Pointing dataset records:
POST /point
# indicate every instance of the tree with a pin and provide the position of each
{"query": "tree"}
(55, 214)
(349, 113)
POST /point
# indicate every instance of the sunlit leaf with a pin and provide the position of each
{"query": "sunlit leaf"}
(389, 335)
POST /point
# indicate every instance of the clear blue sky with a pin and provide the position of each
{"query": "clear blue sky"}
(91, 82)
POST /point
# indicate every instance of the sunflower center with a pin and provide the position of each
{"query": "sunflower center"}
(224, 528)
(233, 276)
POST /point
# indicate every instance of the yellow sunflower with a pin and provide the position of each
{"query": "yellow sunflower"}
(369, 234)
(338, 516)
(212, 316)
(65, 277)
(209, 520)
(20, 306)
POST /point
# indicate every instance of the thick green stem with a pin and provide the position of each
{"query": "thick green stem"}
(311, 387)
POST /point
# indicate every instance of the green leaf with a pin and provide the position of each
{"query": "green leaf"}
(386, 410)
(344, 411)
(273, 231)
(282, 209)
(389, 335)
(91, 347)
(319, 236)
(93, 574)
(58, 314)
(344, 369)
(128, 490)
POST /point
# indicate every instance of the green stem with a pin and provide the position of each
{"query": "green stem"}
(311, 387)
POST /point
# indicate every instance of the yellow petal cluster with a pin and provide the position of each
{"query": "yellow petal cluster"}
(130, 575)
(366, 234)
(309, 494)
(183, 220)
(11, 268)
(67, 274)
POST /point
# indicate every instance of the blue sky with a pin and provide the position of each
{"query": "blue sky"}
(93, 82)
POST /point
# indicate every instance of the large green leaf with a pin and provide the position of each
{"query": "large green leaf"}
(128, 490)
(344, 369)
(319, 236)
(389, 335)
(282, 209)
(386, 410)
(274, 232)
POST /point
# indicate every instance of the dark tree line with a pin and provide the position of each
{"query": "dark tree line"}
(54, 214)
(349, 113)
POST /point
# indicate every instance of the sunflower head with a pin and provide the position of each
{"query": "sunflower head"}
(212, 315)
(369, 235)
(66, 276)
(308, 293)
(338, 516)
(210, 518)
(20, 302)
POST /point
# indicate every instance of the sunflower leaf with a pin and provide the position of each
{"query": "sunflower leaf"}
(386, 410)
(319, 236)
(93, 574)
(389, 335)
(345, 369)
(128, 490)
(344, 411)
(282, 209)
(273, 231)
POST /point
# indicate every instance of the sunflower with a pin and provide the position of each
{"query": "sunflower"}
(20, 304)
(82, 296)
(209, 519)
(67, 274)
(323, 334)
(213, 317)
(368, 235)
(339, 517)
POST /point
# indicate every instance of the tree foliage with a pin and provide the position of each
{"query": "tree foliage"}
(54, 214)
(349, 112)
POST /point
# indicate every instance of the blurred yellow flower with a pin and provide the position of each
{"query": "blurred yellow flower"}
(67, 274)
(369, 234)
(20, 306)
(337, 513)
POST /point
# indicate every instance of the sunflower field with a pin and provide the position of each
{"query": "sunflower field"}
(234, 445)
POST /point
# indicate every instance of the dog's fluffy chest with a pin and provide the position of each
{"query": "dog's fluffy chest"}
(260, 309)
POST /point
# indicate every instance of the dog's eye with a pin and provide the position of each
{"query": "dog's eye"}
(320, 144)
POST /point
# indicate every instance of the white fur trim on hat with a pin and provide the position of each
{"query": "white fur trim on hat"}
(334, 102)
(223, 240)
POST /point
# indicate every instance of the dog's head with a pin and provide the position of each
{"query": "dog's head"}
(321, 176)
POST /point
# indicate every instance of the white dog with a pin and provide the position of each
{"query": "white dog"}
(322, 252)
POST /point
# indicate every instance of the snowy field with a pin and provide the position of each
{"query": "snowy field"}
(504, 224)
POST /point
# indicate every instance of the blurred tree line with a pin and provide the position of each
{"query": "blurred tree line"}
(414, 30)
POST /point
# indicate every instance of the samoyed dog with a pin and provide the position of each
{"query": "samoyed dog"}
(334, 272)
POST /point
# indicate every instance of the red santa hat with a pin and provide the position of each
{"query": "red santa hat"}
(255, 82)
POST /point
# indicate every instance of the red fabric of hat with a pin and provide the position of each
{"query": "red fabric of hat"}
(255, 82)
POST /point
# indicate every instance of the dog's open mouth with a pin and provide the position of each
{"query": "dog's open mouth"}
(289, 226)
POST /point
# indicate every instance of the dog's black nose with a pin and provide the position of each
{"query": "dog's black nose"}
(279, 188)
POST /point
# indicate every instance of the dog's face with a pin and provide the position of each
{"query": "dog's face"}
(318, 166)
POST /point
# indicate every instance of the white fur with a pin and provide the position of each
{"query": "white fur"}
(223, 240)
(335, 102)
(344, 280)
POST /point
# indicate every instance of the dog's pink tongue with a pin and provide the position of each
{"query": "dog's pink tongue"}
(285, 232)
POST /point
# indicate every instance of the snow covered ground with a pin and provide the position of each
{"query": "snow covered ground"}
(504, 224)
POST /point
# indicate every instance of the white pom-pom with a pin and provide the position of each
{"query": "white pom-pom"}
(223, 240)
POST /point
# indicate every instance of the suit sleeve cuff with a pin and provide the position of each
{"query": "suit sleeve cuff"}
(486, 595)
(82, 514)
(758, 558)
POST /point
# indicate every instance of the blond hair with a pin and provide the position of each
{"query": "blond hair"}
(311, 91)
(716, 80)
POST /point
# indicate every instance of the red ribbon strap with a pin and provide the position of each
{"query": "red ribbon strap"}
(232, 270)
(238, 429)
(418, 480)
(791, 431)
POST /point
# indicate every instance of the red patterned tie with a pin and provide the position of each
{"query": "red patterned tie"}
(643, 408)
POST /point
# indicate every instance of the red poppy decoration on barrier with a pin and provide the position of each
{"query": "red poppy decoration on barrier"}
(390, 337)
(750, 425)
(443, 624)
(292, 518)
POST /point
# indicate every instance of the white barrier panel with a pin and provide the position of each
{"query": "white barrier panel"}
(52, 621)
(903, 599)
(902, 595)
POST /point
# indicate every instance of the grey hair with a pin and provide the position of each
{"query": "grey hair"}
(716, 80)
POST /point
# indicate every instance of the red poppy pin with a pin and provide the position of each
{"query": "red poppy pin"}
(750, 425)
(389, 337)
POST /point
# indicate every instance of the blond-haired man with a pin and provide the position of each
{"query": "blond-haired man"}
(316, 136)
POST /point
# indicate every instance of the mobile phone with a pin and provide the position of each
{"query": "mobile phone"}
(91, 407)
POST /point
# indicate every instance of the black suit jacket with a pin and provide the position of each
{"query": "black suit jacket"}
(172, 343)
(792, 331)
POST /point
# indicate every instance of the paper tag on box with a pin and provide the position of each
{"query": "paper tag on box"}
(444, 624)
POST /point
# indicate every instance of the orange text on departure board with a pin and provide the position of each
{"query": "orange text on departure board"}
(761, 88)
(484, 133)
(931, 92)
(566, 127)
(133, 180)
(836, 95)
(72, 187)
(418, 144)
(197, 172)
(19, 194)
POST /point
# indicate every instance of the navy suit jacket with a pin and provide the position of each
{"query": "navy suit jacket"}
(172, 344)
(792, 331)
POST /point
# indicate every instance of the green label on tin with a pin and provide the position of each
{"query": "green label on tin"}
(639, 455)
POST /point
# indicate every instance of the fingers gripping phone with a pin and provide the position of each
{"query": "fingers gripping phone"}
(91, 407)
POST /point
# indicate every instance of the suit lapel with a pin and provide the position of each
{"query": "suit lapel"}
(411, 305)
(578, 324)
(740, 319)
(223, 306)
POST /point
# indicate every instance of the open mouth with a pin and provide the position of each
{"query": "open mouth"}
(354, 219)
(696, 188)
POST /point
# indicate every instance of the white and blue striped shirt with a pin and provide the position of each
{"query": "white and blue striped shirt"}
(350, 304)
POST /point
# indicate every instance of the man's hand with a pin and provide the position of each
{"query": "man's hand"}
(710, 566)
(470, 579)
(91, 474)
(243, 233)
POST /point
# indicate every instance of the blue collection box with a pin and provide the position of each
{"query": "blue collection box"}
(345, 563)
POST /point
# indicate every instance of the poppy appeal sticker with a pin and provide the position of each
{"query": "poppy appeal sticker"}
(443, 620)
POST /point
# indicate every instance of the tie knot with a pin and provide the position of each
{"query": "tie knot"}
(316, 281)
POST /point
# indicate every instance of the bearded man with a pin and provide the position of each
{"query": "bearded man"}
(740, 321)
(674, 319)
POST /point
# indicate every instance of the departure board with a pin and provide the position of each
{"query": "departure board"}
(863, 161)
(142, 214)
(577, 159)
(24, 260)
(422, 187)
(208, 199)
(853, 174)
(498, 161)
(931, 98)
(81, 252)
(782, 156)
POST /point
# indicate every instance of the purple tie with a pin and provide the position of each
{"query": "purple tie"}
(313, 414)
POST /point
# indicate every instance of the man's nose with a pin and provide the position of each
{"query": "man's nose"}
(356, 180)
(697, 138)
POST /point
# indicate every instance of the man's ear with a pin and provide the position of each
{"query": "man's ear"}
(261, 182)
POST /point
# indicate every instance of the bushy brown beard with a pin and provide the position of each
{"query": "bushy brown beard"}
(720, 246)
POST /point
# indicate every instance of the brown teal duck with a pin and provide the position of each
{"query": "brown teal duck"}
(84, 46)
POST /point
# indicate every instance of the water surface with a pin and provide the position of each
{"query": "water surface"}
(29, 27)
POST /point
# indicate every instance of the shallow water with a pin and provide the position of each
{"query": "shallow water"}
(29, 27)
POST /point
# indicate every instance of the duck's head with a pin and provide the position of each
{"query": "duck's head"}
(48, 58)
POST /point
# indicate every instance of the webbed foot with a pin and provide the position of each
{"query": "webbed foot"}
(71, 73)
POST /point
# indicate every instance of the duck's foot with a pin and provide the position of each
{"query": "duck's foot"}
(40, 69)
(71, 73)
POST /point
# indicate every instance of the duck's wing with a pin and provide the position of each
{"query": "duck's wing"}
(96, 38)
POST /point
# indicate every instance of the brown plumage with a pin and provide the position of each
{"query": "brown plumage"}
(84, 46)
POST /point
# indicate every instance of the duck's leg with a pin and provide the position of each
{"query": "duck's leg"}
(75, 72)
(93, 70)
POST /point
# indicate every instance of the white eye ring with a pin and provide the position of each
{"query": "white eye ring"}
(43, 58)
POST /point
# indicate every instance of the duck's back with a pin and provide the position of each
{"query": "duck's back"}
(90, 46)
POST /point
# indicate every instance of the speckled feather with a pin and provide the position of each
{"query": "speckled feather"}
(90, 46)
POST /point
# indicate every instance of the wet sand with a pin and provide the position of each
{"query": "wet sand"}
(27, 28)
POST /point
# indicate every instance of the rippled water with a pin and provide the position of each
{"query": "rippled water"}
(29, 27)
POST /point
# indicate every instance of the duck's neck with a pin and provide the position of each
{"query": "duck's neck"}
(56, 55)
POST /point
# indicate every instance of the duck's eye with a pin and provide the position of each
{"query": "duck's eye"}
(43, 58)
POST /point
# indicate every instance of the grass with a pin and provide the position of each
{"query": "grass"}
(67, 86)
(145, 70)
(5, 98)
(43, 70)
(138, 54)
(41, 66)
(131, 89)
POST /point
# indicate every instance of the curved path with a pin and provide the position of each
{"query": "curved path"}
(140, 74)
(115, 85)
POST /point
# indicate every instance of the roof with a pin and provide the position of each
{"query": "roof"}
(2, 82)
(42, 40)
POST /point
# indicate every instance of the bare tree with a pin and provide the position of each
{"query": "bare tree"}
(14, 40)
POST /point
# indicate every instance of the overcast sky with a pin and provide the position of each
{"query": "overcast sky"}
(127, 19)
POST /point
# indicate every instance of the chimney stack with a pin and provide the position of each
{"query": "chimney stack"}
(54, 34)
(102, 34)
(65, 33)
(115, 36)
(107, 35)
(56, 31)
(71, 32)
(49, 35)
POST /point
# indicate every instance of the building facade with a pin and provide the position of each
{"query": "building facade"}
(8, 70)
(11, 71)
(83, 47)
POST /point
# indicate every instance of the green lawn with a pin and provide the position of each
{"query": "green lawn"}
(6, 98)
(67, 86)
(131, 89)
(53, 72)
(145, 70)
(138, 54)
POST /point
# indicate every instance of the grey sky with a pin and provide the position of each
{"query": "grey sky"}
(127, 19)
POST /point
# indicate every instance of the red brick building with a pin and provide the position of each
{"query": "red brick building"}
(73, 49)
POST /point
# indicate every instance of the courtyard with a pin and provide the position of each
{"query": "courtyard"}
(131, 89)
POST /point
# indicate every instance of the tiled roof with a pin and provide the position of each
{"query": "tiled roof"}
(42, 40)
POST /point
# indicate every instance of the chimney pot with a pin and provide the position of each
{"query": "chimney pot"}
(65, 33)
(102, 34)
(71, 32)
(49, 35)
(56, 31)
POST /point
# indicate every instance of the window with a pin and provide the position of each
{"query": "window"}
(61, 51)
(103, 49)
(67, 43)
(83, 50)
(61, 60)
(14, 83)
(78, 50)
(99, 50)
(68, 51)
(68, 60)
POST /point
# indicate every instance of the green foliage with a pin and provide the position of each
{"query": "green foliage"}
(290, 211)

• AIM OF THE EXERCISE: Which lines of the listing above contain the word "black"? Pick out and copy each one, treating case as significant.

• THE OUTPUT:
# indicate every instance of the dog's black nose with a pin and provide the position of each
{"query": "dog's black nose"}
# indicate every instance of the black suit jacket with a pin and provide the position of each
{"query": "black suit jacket"}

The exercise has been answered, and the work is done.